Aim of the task: Put every line of the records below into a Markdown table with a Row column for the row number and a Record column for the line, skipping blank lines. Leave the pictures out of the table.

Supplied records:
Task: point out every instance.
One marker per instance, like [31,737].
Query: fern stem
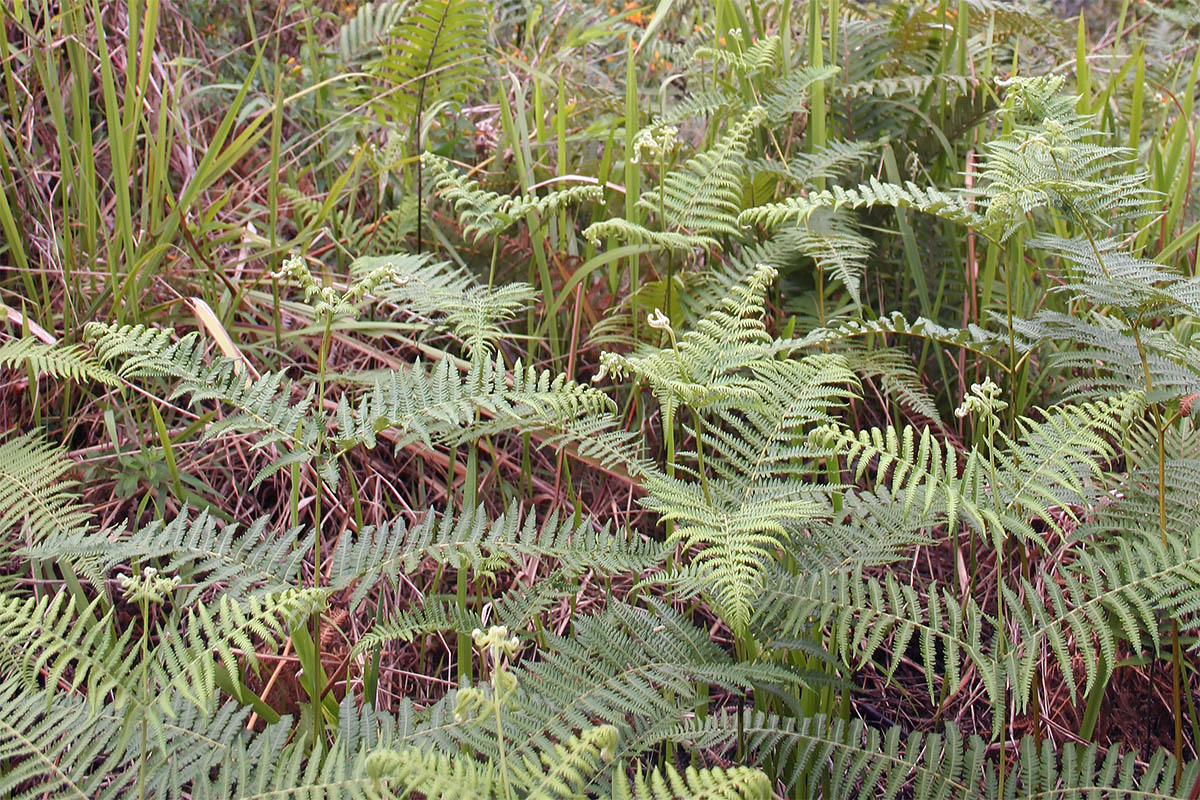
[1176,650]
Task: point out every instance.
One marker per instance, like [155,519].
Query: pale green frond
[35,498]
[55,360]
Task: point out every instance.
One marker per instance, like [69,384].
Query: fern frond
[58,751]
[473,541]
[441,405]
[369,29]
[435,53]
[928,200]
[791,95]
[481,212]
[834,160]
[637,669]
[47,638]
[703,196]
[203,553]
[745,60]
[714,783]
[55,360]
[33,494]
[837,758]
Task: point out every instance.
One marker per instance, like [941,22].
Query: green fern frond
[369,29]
[928,200]
[637,669]
[435,53]
[703,196]
[622,229]
[745,60]
[837,758]
[834,160]
[34,495]
[205,554]
[475,542]
[487,214]
[54,360]
[791,95]
[714,783]
[442,404]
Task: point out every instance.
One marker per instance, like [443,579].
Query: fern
[433,54]
[54,360]
[837,758]
[695,785]
[33,494]
[487,214]
[369,29]
[697,200]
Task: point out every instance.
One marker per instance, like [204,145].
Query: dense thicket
[540,398]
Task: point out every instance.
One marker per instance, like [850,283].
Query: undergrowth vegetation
[550,398]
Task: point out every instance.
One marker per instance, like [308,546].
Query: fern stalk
[1161,451]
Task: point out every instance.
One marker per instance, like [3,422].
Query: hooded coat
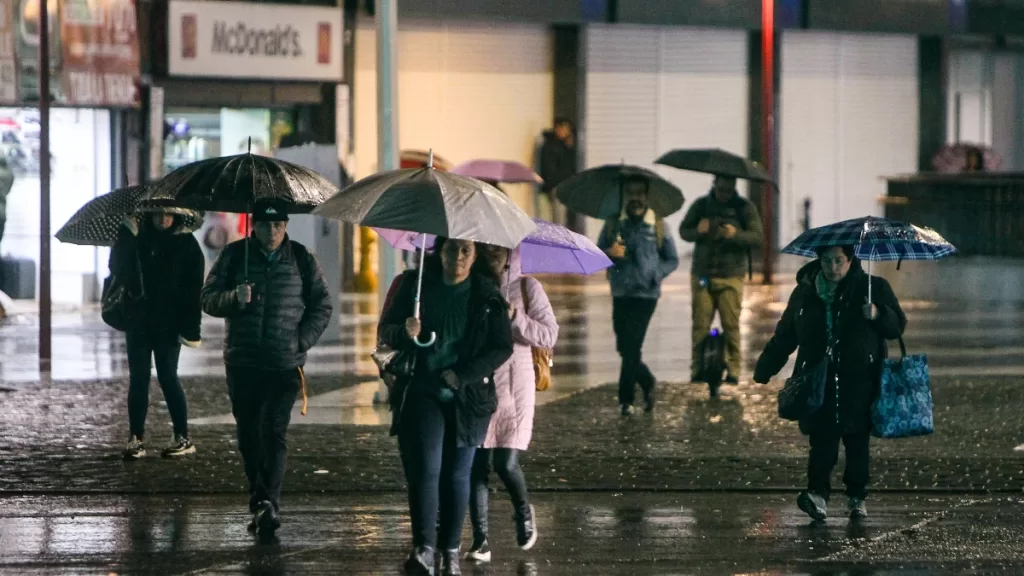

The output:
| Row | Record |
|---|---|
| 1 | Task: point out every instance. |
| 2 | One marker per instance, like [31,737]. |
| 3 | Query: fern stem |
| 4 | [1176,650] |
| 5 | Task: point out every instance. |
| 6 | One marker per instance, like [155,519]. |
| 7 | Query: pale green frond |
| 8 | [35,498] |
| 9 | [55,360] |
| 10 | Task: point out every instance. |
| 11 | One marker per instance, like [69,384]. |
| 12 | Query: fern frond |
| 13 | [58,751] |
| 14 | [473,541] |
| 15 | [441,405] |
| 16 | [369,29] |
| 17 | [435,53] |
| 18 | [928,200] |
| 19 | [791,95] |
| 20 | [481,212] |
| 21 | [834,160] |
| 22 | [637,669] |
| 23 | [47,638] |
| 24 | [703,196] |
| 25 | [203,553] |
| 26 | [745,60] |
| 27 | [714,783] |
| 28 | [55,360] |
| 29 | [33,494] |
| 30 | [837,758] |
| 31 | Task: point out every instance. |
| 32 | One marker per instance, like [941,22]. |
| 33 | Query: green fern frond |
| 34 | [369,29] |
| 35 | [928,200] |
| 36 | [637,669] |
| 37 | [435,53] |
| 38 | [703,196] |
| 39 | [622,229] |
| 40 | [745,60] |
| 41 | [837,758] |
| 42 | [834,160] |
| 43 | [34,495] |
| 44 | [205,554] |
| 45 | [475,542] |
| 46 | [487,214] |
| 47 | [54,360] |
| 48 | [791,95] |
| 49 | [714,783] |
| 50 | [442,404] |
| 51 | Task: point out every instance. |
| 52 | One marker per instance, like [443,579]. |
| 53 | Query: fern |
| 54 | [433,54] |
| 55 | [54,360] |
| 56 | [837,758] |
| 57 | [695,785] |
| 58 | [33,494] |
| 59 | [487,214] |
| 60 | [369,29] |
| 61 | [697,200] |
| 62 | Task: point out every instance. |
| 63 | One marker per instance, like [204,145]. |
| 64 | Query: dense thicket |
| 65 | [540,398] |
| 66 | Task: point out every instance. |
| 67 | One marker per instance, like [850,283]. |
| 68 | Query: undergrowth vegetation |
| 69 | [550,398] |
| 70 | Task: point out every instance. |
| 71 | One marker per instance, like [308,546]. |
| 72 | Query: fern stalk |
| 73 | [1161,451] |
| 74 | Task: point out every instance. |
| 75 | One marker per instance, like [3,422]. |
| 76 | Query: hooded coat |